**WHAT TO WORK ON**
Drop the pictures and extract exactly the lines from the one that contains "Would you mind pinning the boat wake" through the end of the material.

**ITEMS**
==================================================

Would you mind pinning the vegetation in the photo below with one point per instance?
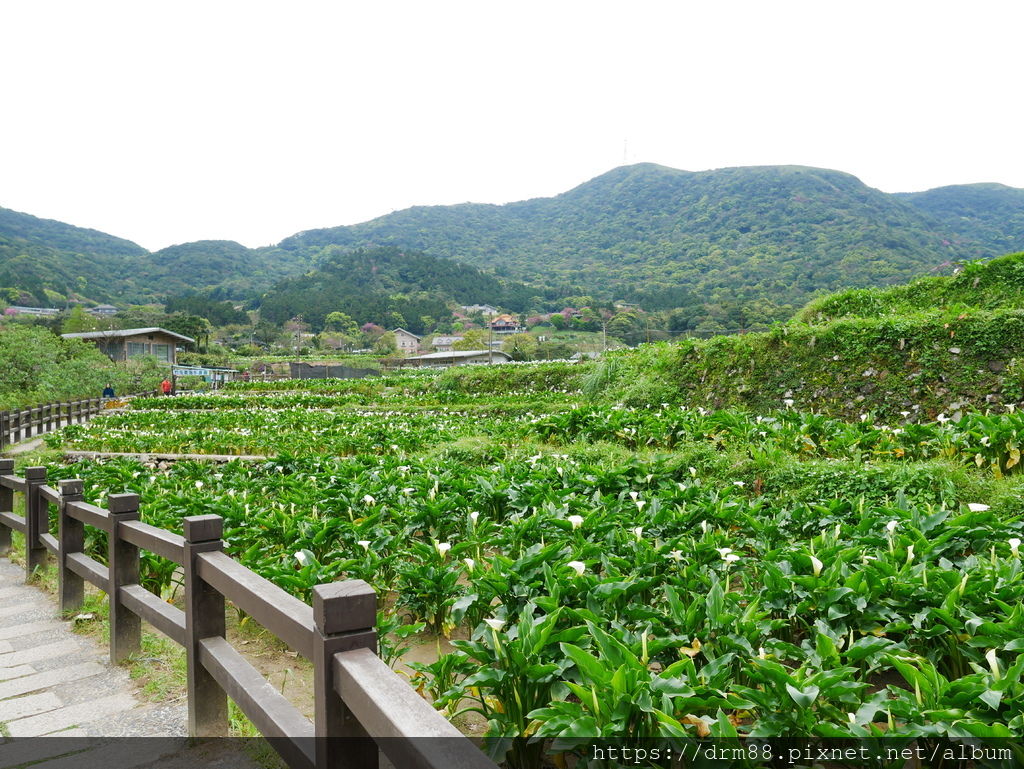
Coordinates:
(625, 572)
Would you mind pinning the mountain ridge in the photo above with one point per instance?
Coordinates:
(644, 232)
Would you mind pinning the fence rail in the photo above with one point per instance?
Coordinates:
(355, 694)
(18, 424)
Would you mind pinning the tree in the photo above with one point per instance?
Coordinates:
(79, 321)
(475, 339)
(342, 322)
(386, 344)
(520, 346)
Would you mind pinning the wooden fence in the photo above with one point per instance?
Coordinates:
(361, 707)
(25, 423)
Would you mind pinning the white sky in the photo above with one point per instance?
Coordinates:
(172, 122)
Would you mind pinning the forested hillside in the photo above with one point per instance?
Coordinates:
(666, 238)
(990, 216)
(761, 238)
(372, 284)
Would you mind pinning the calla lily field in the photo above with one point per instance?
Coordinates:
(612, 571)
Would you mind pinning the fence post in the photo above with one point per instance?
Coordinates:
(71, 535)
(126, 627)
(36, 520)
(204, 617)
(344, 618)
(6, 505)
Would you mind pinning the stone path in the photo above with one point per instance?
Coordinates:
(54, 683)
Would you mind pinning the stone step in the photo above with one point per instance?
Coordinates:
(77, 715)
(30, 706)
(28, 629)
(8, 673)
(28, 684)
(36, 653)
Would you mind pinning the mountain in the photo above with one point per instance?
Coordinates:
(371, 285)
(989, 215)
(660, 237)
(45, 262)
(654, 236)
(228, 267)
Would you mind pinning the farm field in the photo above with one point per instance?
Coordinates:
(621, 572)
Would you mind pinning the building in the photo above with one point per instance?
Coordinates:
(445, 344)
(506, 324)
(483, 309)
(463, 357)
(128, 343)
(16, 310)
(407, 342)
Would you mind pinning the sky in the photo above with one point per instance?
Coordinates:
(250, 121)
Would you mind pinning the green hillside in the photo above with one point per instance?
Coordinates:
(938, 345)
(667, 238)
(772, 237)
(230, 268)
(371, 284)
(991, 216)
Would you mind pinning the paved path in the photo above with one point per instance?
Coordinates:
(54, 683)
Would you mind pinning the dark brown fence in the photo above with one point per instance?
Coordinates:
(19, 424)
(356, 695)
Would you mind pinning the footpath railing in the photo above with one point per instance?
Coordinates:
(360, 706)
(19, 424)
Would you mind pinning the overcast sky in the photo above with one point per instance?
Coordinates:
(165, 123)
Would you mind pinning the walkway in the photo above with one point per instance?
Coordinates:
(56, 683)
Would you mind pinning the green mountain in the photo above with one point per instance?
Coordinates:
(662, 237)
(371, 285)
(773, 236)
(45, 262)
(228, 268)
(988, 217)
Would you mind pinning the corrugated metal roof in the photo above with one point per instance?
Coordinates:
(126, 333)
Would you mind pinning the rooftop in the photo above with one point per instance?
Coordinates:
(127, 333)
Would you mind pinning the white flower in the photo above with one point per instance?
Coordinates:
(816, 566)
(993, 663)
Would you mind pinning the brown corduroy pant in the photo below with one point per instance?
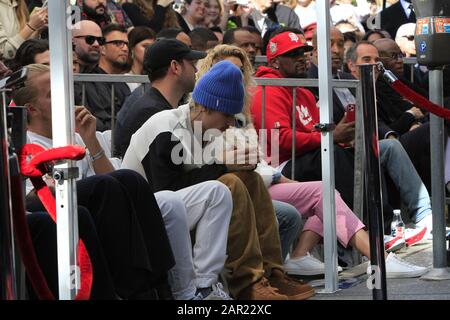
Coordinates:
(253, 247)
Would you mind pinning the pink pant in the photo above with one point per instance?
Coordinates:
(307, 198)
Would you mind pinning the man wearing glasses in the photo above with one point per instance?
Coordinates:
(111, 52)
(87, 40)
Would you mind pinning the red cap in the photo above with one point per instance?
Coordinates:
(309, 31)
(285, 42)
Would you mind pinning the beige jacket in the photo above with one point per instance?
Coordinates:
(10, 40)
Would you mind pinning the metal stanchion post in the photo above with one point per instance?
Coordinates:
(327, 145)
(7, 268)
(440, 270)
(372, 185)
(63, 126)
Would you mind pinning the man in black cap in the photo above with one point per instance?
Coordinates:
(170, 66)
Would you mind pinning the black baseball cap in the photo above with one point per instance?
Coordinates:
(163, 51)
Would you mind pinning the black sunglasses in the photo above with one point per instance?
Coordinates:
(294, 53)
(91, 39)
(118, 43)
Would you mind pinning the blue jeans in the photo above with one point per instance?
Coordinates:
(290, 224)
(413, 192)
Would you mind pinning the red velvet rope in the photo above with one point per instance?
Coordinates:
(25, 244)
(35, 169)
(419, 100)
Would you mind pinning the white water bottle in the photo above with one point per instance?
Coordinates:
(397, 225)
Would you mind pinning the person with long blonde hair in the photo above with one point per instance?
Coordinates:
(306, 197)
(155, 14)
(17, 25)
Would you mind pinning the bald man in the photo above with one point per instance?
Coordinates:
(88, 39)
(337, 58)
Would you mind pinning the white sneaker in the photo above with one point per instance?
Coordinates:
(217, 293)
(426, 222)
(305, 266)
(392, 244)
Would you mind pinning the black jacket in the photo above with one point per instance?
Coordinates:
(98, 99)
(392, 108)
(134, 115)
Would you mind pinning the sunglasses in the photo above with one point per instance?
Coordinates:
(410, 38)
(118, 43)
(91, 39)
(394, 56)
(294, 53)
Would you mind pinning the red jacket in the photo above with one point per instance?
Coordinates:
(279, 116)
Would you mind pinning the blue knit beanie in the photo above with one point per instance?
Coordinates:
(221, 89)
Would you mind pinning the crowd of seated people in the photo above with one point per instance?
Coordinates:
(162, 222)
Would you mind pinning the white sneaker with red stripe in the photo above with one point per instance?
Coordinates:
(414, 236)
(392, 244)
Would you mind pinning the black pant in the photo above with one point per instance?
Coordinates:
(417, 145)
(308, 167)
(130, 228)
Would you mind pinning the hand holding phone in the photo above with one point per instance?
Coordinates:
(350, 113)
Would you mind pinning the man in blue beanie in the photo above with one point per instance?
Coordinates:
(170, 153)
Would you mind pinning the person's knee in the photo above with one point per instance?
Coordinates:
(233, 182)
(129, 178)
(105, 184)
(288, 216)
(219, 193)
(171, 206)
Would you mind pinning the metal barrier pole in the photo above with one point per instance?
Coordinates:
(113, 115)
(358, 199)
(263, 111)
(372, 185)
(7, 268)
(327, 145)
(63, 126)
(294, 129)
(83, 94)
(440, 270)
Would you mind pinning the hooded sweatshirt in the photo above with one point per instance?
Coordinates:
(279, 116)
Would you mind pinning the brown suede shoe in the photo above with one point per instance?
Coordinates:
(294, 289)
(261, 290)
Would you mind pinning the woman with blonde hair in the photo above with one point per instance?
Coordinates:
(17, 25)
(155, 14)
(306, 197)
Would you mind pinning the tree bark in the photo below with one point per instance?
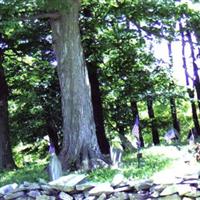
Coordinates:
(98, 110)
(172, 99)
(6, 160)
(80, 147)
(189, 90)
(154, 129)
(195, 68)
(174, 114)
(135, 112)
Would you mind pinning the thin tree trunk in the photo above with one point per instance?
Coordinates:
(98, 110)
(154, 129)
(80, 147)
(174, 114)
(189, 90)
(135, 112)
(195, 68)
(6, 160)
(172, 99)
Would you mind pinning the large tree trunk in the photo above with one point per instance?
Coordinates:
(189, 90)
(80, 147)
(195, 68)
(135, 112)
(98, 110)
(172, 99)
(6, 160)
(154, 129)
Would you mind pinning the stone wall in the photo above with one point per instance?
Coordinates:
(77, 187)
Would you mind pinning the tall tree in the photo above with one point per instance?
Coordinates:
(6, 160)
(80, 146)
(135, 112)
(172, 99)
(189, 90)
(154, 130)
(196, 79)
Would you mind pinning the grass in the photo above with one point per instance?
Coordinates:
(31, 173)
(150, 164)
(153, 160)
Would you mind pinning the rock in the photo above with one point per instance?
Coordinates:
(170, 197)
(125, 189)
(13, 195)
(78, 196)
(187, 198)
(102, 197)
(65, 196)
(165, 178)
(120, 195)
(70, 180)
(183, 189)
(45, 197)
(67, 183)
(90, 198)
(144, 185)
(33, 186)
(8, 188)
(193, 194)
(85, 186)
(171, 189)
(155, 194)
(33, 193)
(101, 188)
(117, 180)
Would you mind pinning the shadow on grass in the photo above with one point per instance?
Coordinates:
(149, 165)
(31, 173)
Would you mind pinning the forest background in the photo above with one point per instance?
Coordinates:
(119, 38)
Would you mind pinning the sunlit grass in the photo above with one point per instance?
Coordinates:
(31, 173)
(154, 159)
(150, 163)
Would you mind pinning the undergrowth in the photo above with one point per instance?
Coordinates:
(150, 164)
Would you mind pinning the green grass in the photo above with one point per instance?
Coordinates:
(149, 165)
(31, 173)
(153, 160)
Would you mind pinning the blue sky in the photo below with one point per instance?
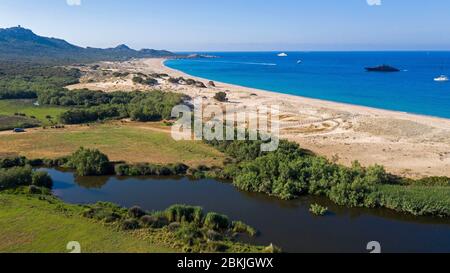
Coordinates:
(208, 25)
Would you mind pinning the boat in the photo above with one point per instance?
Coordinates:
(441, 78)
(382, 68)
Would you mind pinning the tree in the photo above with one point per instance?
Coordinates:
(88, 162)
(42, 179)
(221, 96)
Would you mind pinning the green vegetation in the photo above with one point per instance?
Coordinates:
(181, 227)
(25, 80)
(44, 224)
(318, 210)
(130, 142)
(87, 162)
(217, 221)
(95, 105)
(417, 200)
(147, 169)
(11, 122)
(290, 172)
(23, 112)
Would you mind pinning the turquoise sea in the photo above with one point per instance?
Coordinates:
(336, 76)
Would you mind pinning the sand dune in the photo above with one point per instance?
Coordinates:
(407, 144)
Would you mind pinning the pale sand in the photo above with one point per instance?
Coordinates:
(406, 144)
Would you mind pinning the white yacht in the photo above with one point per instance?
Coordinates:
(441, 78)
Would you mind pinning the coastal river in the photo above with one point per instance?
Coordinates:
(287, 224)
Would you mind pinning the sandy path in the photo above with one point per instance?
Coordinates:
(407, 144)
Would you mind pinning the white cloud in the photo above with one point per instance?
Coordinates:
(73, 2)
(374, 2)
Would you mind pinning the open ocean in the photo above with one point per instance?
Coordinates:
(337, 76)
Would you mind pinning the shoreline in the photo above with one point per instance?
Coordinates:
(305, 99)
(409, 145)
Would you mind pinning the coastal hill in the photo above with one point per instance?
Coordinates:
(18, 43)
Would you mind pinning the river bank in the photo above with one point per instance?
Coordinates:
(406, 144)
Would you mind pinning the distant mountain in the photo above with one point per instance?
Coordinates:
(18, 43)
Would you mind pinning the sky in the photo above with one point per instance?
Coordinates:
(238, 25)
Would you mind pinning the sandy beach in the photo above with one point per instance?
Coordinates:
(406, 144)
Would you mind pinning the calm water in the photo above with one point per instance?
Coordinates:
(285, 223)
(337, 76)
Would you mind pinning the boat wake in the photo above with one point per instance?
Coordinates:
(246, 63)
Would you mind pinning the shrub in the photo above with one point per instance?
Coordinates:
(154, 221)
(136, 212)
(15, 177)
(216, 221)
(130, 224)
(174, 226)
(32, 189)
(240, 227)
(88, 162)
(318, 210)
(10, 162)
(213, 235)
(183, 213)
(42, 179)
(217, 247)
(272, 249)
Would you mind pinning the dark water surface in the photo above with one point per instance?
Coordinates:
(285, 223)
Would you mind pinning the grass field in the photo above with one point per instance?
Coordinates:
(10, 107)
(130, 142)
(31, 225)
(11, 122)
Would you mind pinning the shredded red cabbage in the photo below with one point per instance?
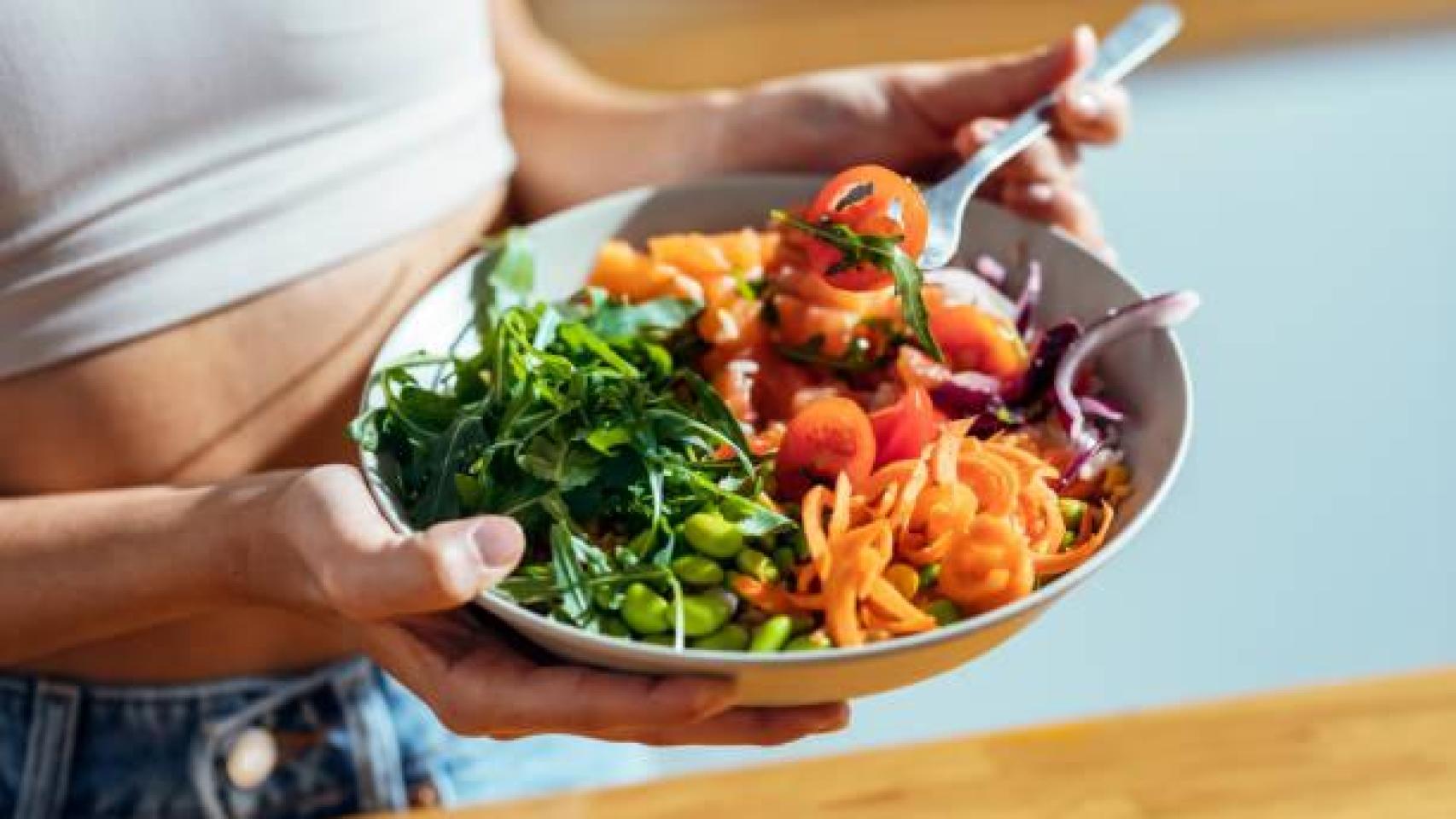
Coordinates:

==================================================

**THE ANSWER**
Would you mind pinning the boat wake in the photo above with one point per instance?
Coordinates:
(246, 63)
Would you mind pinning the shrub in the photo above with one point per instance?
Coordinates:
(154, 221)
(136, 212)
(15, 177)
(216, 221)
(130, 224)
(174, 226)
(32, 189)
(240, 227)
(88, 162)
(318, 210)
(10, 162)
(213, 235)
(183, 213)
(42, 179)
(217, 247)
(272, 249)
Would you mind pinning the dark water surface in the photo above with one point per instance?
Coordinates:
(285, 223)
Would you mind pinning the grass field in the photo above with one point per instance?
Coordinates:
(10, 107)
(130, 142)
(31, 225)
(11, 122)
Would you mind pinning the shredded red cabbage in the photo below with one point per instance?
Coordinates:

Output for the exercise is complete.